(PASSAGE TO READ)
··········

Newswise — More than 200 species of “true toads” (Bufonidae) have fully functional inner ears, but cannot fully use them because they have lost their tympanic middle ears, the part of the ear which transmits sound air pressures from the outside world to the inner ear. These “earless” toads rely on sounds to communicate, so why would they lose a sense that is key to their survival and reproduction? “Losing an ear seems pretty maladaptive and we want to know why it’s happening so much,” explains Dr. Molly Womack, a researcher in Dr. Kim Hoke’s laboratory at Colorado State University.

The most obvious hypothesis for repeated ear loss is similar selection pressures: ear loss makes sense if you don’t need ears and can use the extra skull space for something more useful. Womack and post-doctoral researcher Dr. Jennifer Stynoski first looked for a common thread linking all earless toads. But earless toads are diverse—they are found in different habitats and reproduce in different ways—so there was no support for a common selective force driving ear loss.

Interestingly, many earless toads still call to attract their mates, so Womack and Stynoski wondered if earless toads could still hear sounds. To test this, Womack and Hoke headed to Peru and Ecuador to study hearing in closely related toads—some with ears and some that are earless.

Womack and Hoke were surprised to discover that many earless toads are not completely deaf. “Earless species can hear a lot more than you might expect, but they miss the high notes,” explains Womack. Toads without middle ears are thrifty and may use other parts of their body, not specialized for hearing, like their lungs or shoulder bones, to detect air vibrations. Womack and Stynoski suspected that development might be the key to understanding ear loss. Although the inner ear components are formed early in a tadpole’s life, the middle ear doesn’t start to form until much later, during metamorphosis. That makes sense because the aquatic tadpoles don’t need to relay air pressure differences until after they become terrestrial juveniles.

··········

(INSTRUCTIONS)
- a) List every researcher named in the article on earless toads.
- b) Transcribe the stretch of the article on earless toads from "Newswise — More" through "Colorado State University.".
- c) Decide whether each statement agrees with the article on earless toads, answering yes or no and quoting the deciding words: (i) The middle ear forms before the inner ear components in a tadpole's development. (ii) All earless toads share a common habitat. (iii) Many earless toads still call to attract mates.

··········

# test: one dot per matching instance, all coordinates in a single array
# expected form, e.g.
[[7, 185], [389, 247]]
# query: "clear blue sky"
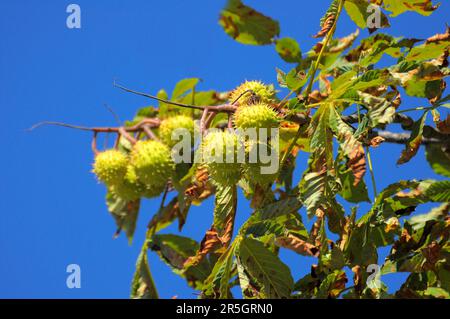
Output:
[[52, 209]]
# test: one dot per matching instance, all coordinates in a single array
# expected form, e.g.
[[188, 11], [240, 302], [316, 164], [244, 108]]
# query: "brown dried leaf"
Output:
[[444, 126], [326, 27], [439, 37], [209, 243], [376, 141], [299, 246], [357, 163]]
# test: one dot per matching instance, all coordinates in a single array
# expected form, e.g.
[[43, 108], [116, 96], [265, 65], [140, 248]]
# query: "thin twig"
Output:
[[114, 114]]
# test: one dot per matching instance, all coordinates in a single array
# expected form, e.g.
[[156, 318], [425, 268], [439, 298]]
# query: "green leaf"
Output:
[[263, 266], [164, 108], [436, 292], [424, 7], [143, 286], [225, 207], [295, 79], [350, 146], [439, 159], [359, 12], [439, 191], [125, 214], [428, 51], [332, 285], [166, 215], [414, 141], [183, 86], [289, 50], [282, 207], [439, 213], [175, 250], [246, 25], [217, 285], [351, 193]]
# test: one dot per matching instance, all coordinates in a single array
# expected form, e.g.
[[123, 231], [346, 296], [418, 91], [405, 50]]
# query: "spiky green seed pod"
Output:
[[152, 163], [219, 151], [172, 123], [110, 166], [256, 116], [254, 165], [261, 93]]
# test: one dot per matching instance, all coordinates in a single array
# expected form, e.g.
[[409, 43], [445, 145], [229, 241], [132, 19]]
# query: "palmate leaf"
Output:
[[175, 250], [246, 25], [431, 49], [439, 191], [184, 86], [372, 49], [288, 49], [424, 7], [439, 159], [414, 141], [271, 275], [349, 192], [359, 12], [332, 285], [225, 209], [143, 286], [351, 147], [125, 214], [217, 285]]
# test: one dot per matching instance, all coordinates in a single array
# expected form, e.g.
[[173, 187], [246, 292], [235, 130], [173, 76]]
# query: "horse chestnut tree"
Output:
[[338, 103]]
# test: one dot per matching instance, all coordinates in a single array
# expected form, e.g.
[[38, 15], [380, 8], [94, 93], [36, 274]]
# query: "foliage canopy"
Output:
[[336, 76]]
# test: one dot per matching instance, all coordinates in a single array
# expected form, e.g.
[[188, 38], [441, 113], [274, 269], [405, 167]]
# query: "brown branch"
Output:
[[217, 108], [152, 122]]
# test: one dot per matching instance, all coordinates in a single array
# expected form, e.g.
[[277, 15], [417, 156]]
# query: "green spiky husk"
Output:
[[130, 188], [110, 166], [252, 170], [152, 163], [262, 93], [256, 116], [225, 173], [172, 123]]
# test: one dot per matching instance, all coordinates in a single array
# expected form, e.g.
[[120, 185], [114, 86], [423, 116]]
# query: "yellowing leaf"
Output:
[[247, 25], [424, 7], [270, 273], [414, 141]]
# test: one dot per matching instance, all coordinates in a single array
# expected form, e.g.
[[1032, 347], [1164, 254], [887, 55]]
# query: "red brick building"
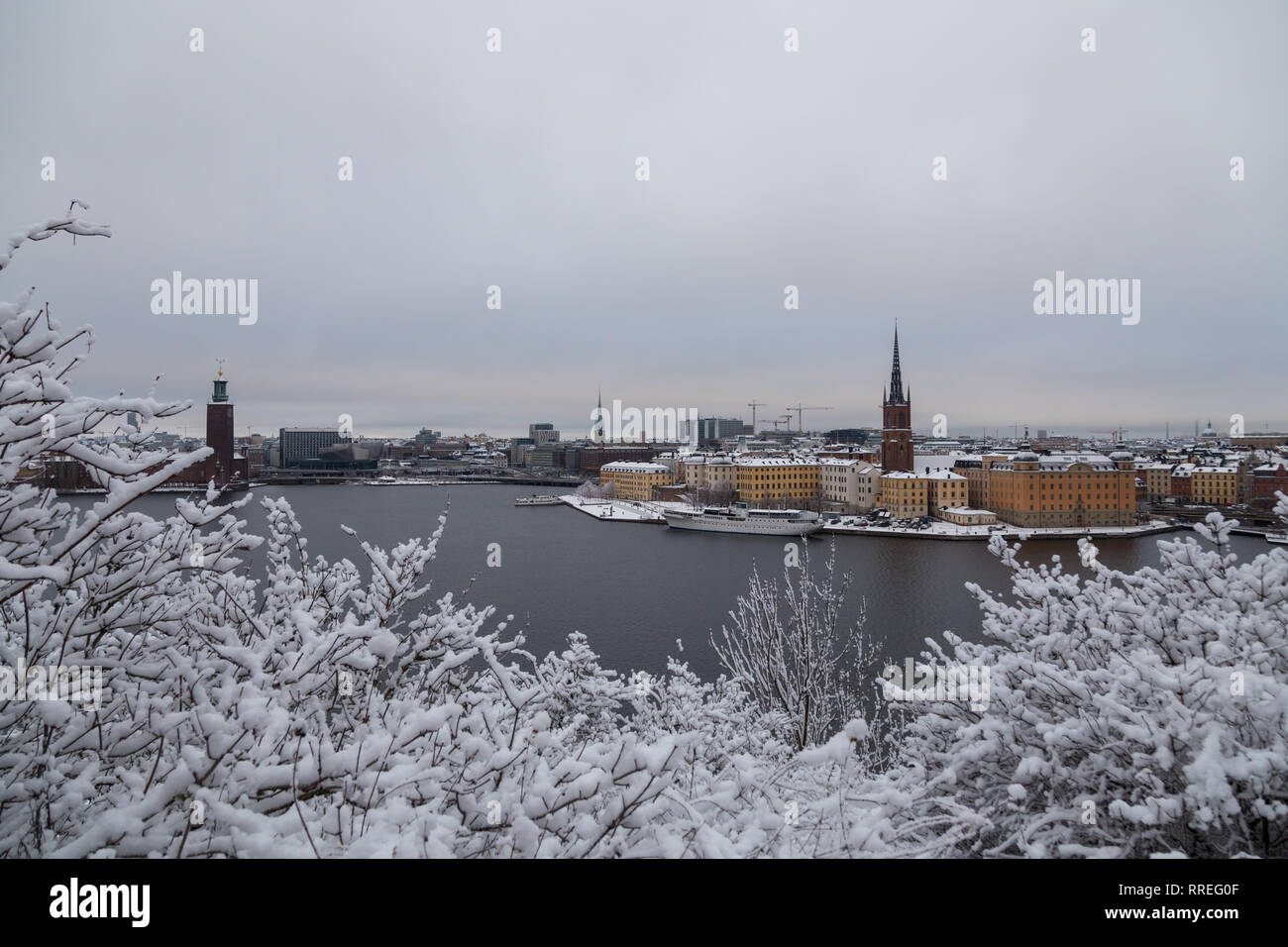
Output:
[[896, 420]]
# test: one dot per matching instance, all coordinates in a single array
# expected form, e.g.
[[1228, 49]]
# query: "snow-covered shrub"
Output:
[[1129, 714], [327, 709], [795, 651]]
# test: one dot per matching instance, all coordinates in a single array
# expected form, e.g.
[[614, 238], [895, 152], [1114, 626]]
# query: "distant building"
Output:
[[1263, 482], [906, 493], [780, 482], [635, 480], [849, 484], [712, 429], [1064, 488], [296, 445], [542, 433]]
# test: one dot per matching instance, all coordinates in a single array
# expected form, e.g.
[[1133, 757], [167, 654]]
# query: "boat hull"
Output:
[[747, 526]]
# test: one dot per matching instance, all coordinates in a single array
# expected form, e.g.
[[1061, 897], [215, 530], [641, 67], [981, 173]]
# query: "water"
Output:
[[634, 589]]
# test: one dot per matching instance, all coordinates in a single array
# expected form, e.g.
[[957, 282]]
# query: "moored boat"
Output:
[[746, 521]]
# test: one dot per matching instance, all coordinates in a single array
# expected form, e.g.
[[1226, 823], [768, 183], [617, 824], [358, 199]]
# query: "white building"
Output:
[[849, 486]]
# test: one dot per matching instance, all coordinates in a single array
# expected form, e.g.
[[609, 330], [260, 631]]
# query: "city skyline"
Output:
[[769, 169]]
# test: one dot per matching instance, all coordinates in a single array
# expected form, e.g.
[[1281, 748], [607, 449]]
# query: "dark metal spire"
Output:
[[896, 375]]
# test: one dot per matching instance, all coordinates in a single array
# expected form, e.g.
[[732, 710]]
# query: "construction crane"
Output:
[[799, 408]]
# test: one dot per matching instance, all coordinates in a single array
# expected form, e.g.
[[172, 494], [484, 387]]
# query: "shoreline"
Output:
[[636, 512]]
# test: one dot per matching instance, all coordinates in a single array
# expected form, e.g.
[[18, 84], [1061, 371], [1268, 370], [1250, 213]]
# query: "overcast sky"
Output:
[[518, 169]]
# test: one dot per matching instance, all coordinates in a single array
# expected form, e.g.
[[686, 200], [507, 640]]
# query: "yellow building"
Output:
[[906, 493], [965, 515], [635, 480], [974, 468], [947, 488], [1064, 489], [1218, 486], [708, 476], [1158, 480], [780, 482]]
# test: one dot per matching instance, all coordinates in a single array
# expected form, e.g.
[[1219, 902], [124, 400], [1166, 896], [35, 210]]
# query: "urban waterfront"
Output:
[[634, 589]]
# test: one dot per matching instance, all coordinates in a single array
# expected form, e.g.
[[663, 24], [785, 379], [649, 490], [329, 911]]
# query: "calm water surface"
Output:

··········

(EXERCISE RESULTS)
- a) Dr. Molly Womack, Dr. Kim Hoke, Dr. Jennifer Stynoski

- b)
Newswise — More than 200 species of “true toads” (Bufonidae) have fully functional inner ears, but cannot fully use them because they have lost their tympanic middle ears, the part of the ear which transmits sound air pressures from the outside world to the inner ear. These “earless” toads rely on sounds to communicate, so why would they lose a sense that is key to their survival and reproduction? “Losing an ear seems pretty maladaptive and we want to know why it’s happening so much,” explains Dr. Molly Womack, a researcher in Dr. Kim Hoke’s laboratory at Colorado State University.

- c)
(i) No: "Although the inner ear components are formed early in a tadpole’s life, the middle ear doesn’t start to form until much later, during metamorphosis."
(ii) No: "they are found in different habitats and reproduce in different ways"
(iii) Yes: "many earless toads still call to attract their mates"